TASK | Put the material from the line containing "I can see the white window frame" through the line containing "[624,311,629,333]", both included, into a Markdown table with the columns Row and Line. Number each line in Row and skip any blank lines.

INPUT DATA |
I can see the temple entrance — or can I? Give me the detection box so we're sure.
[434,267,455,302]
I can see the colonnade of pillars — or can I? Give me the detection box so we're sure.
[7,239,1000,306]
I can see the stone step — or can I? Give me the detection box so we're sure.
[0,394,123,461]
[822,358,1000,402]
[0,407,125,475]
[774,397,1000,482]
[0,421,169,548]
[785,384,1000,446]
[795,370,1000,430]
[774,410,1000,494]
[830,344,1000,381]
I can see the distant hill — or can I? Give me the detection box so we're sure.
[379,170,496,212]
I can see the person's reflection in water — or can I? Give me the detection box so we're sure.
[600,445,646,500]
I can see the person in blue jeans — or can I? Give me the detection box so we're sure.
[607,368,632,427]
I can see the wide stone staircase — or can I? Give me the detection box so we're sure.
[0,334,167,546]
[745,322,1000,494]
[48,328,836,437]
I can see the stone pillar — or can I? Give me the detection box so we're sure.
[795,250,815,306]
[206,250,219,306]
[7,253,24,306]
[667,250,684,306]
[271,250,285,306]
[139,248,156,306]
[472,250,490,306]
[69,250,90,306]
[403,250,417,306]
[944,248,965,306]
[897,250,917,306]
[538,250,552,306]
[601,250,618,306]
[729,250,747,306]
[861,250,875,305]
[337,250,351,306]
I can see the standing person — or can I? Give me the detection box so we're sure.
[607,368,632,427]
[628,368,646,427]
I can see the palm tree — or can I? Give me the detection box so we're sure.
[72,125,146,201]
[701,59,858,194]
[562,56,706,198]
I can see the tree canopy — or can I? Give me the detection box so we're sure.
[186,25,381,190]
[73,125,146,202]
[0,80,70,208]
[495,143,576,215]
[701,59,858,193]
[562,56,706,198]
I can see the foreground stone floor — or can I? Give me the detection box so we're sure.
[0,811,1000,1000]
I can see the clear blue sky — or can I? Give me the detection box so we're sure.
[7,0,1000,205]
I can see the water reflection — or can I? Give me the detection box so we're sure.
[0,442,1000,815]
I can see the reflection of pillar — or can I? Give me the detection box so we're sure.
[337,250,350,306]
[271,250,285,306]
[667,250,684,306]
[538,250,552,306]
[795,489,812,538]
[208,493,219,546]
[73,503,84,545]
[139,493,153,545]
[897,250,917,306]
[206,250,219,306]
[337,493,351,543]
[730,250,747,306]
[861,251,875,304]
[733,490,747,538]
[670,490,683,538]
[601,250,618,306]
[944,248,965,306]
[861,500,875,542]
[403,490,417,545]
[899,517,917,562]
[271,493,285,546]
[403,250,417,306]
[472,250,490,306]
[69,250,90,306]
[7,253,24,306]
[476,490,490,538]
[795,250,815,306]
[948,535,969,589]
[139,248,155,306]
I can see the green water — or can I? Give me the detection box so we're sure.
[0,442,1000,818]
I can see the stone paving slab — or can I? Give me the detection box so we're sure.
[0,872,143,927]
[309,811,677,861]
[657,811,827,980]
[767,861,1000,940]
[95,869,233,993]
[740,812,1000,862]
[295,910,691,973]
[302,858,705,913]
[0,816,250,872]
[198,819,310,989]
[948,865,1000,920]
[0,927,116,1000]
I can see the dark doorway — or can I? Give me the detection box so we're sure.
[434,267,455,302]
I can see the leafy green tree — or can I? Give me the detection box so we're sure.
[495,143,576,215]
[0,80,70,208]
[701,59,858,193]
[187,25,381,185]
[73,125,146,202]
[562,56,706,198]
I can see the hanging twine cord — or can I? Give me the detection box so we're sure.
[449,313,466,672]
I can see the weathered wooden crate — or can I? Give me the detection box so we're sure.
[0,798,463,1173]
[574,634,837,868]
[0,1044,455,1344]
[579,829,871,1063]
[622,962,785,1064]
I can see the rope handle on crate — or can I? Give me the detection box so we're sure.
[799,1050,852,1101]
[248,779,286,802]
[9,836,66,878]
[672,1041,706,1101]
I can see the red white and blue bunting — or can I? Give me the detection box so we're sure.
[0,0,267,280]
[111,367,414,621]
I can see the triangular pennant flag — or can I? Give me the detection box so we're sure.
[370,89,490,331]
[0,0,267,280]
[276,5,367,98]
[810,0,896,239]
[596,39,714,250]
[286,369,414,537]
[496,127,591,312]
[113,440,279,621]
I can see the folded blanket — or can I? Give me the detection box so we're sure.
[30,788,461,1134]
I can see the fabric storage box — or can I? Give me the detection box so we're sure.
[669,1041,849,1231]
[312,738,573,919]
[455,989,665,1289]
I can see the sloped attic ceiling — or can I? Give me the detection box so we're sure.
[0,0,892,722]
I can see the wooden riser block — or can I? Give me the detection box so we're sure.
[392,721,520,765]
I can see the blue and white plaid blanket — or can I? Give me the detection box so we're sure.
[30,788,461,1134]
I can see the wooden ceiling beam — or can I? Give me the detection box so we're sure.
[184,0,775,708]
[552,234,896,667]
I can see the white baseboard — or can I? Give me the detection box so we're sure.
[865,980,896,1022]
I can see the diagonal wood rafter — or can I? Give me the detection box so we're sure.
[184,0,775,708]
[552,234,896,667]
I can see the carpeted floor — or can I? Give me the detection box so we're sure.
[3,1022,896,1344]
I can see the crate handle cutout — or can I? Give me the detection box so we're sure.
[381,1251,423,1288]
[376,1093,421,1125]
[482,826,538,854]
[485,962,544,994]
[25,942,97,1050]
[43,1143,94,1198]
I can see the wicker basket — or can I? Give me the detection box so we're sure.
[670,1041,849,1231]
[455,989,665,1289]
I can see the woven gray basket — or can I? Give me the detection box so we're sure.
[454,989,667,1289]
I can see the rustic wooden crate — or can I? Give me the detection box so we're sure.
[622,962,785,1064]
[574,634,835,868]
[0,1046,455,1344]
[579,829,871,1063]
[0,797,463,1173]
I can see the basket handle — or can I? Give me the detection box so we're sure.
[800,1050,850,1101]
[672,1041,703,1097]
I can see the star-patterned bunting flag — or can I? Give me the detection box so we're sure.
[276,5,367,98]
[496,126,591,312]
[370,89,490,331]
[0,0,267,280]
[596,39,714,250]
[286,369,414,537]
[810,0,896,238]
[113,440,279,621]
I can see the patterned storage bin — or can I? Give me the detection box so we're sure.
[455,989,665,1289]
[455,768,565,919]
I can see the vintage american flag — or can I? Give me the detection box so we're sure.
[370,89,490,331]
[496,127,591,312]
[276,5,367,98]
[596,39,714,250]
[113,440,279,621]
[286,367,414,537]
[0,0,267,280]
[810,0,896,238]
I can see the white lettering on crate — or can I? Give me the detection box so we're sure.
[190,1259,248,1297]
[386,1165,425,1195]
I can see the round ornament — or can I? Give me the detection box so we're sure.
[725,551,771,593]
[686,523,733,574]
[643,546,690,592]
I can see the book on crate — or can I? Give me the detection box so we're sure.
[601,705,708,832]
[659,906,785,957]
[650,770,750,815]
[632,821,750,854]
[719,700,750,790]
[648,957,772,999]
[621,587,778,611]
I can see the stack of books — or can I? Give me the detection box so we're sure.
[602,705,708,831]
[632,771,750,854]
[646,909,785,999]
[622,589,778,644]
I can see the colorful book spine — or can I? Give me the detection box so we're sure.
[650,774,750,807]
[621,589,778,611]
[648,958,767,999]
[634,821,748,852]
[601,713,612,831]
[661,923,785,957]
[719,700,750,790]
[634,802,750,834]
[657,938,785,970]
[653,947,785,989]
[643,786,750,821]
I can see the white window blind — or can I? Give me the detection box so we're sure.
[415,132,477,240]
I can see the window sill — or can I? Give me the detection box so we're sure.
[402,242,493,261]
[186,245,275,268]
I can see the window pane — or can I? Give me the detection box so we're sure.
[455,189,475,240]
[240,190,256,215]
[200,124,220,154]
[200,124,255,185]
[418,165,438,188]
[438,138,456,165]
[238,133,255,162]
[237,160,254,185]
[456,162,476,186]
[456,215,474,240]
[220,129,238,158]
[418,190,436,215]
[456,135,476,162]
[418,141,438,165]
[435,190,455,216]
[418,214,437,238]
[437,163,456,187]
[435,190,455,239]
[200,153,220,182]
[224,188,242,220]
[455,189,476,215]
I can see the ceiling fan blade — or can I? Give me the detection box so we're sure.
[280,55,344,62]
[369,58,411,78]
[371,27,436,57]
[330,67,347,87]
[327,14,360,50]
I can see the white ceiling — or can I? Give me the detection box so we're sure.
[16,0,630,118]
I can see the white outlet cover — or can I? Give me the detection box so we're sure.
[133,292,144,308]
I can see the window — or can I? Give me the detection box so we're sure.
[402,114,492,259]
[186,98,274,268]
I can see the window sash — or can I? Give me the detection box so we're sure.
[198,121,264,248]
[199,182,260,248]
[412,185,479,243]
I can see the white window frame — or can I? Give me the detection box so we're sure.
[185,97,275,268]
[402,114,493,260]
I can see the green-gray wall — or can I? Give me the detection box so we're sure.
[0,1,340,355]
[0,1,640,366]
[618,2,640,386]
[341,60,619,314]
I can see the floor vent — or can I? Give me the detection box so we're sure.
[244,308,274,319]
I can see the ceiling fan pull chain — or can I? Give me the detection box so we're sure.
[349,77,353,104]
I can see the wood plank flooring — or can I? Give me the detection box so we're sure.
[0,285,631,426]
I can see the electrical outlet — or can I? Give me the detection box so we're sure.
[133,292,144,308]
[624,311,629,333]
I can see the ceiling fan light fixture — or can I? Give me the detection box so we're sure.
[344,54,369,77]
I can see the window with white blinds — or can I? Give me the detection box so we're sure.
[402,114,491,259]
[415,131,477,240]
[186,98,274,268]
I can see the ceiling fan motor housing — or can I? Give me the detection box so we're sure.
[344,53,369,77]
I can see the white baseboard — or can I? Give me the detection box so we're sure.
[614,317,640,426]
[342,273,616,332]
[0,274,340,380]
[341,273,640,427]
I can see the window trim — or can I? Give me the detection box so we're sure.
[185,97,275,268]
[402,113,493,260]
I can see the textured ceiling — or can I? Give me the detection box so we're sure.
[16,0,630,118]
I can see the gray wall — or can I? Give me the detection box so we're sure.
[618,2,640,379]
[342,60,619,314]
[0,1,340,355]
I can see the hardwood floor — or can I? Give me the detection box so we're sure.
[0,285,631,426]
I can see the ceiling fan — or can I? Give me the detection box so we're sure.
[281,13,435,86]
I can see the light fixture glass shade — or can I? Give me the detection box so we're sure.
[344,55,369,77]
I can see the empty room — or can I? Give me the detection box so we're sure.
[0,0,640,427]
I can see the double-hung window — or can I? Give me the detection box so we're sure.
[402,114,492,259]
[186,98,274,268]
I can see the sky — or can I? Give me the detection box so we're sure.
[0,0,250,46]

OUTPUT BELOW |
| Row | Line |
|---|---|
| 1 | I can see the white window frame — or can I? Give me the detection box so we're sure. |
| 2 | [185,97,275,268] |
| 3 | [402,114,493,260] |
| 4 | I can see the green-gray wall — or can I? Give me the detection box so we're sure. |
| 5 | [0,1,340,355] |
| 6 | [0,1,640,366] |
| 7 | [618,2,640,386] |
| 8 | [341,60,619,314] |
| 9 | I can see the floor vent — or can I? Give me the detection box so we're sure. |
| 10 | [244,308,274,319] |
| 11 | I can see the ceiling fan pull chain — or can I? Give me the detection box so we're sure. |
| 12 | [349,77,353,104] |
| 13 | I can see the wood plank flooring — or can I? Give me the detection box so we're sure. |
| 14 | [0,285,631,426] |
| 15 | I can see the electrical outlet — or can I? Give me the detection box so we're sure. |
| 16 | [133,292,144,308] |
| 17 | [624,311,629,333] |